▶ _JOB_: Can you find every line in the block of data below that contains the word "indicate" and copy each one in full?

---------- MATERIAL SUPPLIED ----------

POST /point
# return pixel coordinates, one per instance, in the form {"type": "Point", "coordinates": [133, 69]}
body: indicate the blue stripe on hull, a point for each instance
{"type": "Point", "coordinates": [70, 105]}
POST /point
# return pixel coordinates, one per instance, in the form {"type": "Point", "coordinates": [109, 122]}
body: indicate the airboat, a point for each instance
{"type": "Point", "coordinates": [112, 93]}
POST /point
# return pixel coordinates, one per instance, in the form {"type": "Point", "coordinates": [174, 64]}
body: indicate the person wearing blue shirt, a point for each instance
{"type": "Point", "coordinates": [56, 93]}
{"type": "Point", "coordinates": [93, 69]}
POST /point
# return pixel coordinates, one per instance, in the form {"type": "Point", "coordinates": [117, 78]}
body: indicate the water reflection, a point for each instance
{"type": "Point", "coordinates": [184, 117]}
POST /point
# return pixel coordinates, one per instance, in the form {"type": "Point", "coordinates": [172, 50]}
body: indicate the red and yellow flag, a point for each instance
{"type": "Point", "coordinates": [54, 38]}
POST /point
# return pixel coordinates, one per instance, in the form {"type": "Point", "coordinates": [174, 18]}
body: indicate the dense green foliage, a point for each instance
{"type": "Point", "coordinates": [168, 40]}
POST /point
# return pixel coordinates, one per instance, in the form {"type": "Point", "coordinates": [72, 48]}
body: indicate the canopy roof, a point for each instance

----------

▶ _PROBLEM SOLUTION_:
body: indicate the blue stripe on hull, a point for each instance
body: indicate the airboat, a point for each instance
body: indicate the person wearing blue shirt, a point for each instance
body: indicate the water reflection, a point for each instance
body: indicate the red and yellow flag, a point for each instance
body: indicate the dense green foliage, a point for each instance
body: indicate the canopy roof, a point for each instance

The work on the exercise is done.